[Stored data entries]
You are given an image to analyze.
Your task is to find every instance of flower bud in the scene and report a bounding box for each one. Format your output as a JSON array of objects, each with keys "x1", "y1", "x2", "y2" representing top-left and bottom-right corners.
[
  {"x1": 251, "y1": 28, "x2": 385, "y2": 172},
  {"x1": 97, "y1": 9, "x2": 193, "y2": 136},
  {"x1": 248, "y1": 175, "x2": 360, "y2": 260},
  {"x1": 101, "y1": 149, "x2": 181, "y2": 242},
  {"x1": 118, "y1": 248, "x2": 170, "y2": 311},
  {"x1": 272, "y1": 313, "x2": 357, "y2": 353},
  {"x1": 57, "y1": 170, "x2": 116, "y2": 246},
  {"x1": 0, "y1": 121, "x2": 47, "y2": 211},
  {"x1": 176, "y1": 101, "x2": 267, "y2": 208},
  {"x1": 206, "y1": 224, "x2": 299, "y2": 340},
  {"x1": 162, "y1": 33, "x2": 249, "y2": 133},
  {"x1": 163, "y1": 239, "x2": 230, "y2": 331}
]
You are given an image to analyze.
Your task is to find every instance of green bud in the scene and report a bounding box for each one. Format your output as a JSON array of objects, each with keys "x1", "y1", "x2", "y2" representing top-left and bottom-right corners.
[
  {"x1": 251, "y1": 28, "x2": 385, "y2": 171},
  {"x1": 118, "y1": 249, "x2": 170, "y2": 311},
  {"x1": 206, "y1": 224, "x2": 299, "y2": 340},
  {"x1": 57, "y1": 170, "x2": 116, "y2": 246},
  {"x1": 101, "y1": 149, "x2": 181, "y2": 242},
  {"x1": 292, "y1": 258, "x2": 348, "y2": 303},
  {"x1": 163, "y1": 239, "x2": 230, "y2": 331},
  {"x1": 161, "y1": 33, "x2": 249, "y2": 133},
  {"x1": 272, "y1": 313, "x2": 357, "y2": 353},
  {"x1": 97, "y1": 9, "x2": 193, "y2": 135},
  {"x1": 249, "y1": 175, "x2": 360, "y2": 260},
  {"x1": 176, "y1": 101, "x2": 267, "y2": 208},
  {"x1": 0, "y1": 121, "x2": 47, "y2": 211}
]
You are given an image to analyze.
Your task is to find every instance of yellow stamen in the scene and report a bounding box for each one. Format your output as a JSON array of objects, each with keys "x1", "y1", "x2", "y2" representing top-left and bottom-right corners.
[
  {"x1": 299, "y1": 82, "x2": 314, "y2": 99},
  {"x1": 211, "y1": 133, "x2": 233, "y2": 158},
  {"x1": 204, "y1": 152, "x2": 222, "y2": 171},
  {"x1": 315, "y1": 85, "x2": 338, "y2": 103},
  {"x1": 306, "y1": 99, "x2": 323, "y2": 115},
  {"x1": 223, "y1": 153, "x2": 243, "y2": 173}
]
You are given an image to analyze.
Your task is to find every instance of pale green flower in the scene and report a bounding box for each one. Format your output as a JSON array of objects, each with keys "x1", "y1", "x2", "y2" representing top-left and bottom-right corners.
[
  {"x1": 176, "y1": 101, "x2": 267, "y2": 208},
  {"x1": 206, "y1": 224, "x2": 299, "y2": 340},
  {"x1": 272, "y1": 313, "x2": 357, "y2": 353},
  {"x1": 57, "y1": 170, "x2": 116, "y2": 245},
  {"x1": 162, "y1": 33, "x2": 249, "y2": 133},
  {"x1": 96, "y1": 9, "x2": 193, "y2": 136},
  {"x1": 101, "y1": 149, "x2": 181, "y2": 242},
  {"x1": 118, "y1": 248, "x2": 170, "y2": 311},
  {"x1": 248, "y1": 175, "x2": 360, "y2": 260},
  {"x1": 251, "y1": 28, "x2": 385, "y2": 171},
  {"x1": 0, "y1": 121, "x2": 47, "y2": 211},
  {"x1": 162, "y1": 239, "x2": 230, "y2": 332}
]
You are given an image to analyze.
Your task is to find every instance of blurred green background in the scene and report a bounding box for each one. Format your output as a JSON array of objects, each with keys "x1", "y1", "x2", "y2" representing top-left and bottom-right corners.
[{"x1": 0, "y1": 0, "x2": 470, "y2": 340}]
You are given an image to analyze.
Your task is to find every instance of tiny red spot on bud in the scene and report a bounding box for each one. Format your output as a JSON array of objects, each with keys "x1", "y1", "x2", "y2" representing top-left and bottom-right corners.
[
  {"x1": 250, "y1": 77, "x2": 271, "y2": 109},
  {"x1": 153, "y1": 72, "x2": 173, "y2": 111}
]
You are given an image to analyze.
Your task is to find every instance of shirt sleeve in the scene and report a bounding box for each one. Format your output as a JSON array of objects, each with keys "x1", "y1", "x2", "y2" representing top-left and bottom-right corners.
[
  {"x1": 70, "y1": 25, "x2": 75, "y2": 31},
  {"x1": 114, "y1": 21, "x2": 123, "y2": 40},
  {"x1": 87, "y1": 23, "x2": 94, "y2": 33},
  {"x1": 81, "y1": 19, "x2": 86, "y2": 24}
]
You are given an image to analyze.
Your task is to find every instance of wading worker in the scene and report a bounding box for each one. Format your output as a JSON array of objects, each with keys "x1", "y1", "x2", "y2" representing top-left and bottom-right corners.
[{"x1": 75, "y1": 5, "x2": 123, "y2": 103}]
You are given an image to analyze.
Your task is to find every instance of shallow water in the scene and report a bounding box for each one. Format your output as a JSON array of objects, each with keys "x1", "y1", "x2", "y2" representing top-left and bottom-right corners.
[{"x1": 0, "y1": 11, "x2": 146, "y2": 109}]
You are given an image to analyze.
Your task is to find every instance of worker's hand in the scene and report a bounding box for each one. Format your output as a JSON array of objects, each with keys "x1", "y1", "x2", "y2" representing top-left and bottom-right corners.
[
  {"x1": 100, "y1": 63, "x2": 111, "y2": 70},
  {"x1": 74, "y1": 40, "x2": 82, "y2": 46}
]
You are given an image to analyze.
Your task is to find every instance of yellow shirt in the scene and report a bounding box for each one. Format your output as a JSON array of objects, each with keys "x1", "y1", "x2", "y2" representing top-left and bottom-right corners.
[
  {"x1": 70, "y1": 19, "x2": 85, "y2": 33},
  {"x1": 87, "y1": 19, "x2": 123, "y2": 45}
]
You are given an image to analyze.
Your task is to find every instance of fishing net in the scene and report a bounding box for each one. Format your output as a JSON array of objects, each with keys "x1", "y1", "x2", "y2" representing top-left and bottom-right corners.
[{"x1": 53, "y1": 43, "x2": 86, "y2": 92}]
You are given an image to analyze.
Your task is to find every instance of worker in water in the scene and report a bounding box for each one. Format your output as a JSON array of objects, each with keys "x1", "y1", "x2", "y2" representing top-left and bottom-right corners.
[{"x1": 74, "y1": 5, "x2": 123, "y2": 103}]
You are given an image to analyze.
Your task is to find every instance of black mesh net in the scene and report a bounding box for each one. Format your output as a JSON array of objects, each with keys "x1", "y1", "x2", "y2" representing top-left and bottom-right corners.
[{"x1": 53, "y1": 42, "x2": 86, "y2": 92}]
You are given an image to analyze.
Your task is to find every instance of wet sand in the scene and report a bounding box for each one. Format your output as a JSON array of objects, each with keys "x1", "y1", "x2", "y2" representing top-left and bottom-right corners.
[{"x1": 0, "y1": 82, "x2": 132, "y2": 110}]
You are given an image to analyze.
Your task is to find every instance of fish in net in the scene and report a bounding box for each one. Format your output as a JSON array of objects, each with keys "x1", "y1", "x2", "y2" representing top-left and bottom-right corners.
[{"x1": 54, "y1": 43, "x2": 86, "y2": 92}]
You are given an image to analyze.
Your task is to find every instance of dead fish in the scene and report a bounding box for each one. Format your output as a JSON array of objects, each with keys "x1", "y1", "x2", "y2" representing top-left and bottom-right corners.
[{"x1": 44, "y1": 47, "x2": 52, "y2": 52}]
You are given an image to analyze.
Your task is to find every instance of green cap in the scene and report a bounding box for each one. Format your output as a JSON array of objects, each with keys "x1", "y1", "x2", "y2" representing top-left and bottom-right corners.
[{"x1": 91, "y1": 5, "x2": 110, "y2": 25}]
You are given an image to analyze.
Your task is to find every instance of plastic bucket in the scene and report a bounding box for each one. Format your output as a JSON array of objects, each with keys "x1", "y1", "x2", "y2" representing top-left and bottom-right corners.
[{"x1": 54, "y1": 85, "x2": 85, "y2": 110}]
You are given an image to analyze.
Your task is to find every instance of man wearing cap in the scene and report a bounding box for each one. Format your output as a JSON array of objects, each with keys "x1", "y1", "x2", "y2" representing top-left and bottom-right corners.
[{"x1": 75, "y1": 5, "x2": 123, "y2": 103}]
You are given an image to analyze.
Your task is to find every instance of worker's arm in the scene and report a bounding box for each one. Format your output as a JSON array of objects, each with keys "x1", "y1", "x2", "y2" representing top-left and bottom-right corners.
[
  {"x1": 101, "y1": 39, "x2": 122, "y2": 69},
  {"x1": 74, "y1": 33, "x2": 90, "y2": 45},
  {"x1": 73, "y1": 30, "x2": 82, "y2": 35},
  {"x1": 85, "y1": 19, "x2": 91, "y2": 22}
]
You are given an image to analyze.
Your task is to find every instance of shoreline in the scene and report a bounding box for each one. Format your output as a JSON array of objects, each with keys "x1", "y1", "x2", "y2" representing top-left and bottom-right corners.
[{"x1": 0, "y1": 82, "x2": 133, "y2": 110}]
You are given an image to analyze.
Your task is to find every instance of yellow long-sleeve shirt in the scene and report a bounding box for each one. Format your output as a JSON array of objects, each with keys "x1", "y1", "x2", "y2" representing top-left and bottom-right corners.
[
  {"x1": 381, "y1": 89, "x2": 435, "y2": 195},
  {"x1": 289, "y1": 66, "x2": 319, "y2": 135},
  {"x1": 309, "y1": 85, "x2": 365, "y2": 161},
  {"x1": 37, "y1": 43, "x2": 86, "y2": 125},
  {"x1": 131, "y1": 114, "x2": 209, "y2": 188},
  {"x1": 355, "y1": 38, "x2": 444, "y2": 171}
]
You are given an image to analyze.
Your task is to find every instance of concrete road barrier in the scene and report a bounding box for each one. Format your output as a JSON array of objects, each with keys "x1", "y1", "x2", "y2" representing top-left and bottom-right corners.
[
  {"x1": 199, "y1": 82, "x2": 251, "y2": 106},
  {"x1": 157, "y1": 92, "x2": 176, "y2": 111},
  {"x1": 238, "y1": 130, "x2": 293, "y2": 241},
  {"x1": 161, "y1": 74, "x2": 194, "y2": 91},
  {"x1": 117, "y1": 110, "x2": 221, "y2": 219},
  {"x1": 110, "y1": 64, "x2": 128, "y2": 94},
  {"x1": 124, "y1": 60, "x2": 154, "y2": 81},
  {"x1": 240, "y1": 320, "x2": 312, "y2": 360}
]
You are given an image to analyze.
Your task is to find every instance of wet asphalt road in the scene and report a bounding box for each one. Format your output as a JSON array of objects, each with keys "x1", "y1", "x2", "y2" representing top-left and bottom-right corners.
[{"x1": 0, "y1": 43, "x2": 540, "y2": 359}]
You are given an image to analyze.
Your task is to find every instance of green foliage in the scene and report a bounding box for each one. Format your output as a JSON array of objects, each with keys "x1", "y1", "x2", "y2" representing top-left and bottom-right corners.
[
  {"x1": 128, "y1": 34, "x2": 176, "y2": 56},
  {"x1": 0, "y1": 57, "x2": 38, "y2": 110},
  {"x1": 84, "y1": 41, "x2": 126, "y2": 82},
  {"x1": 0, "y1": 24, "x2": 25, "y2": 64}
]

▶ PROBLEM
Identify every line in the listing that contains the word "road", and copy each of those lines. Case counts when matching.

▶ RESULT OF THE TASK
Your task is to find every instance of concrete road barrier in the scene and report a bounding box for each one. Format your output as a JSON array of objects, each with keys "x1", "y1", "x2", "y2" representing top-left and bottom-right corners.
Your task is to find every instance of wet asphalt road in the scene and report a bounding box for each one. Format your output as a JSON array of objects, each with keys "x1", "y1", "x2", "y2" representing top-left and bottom-right corners.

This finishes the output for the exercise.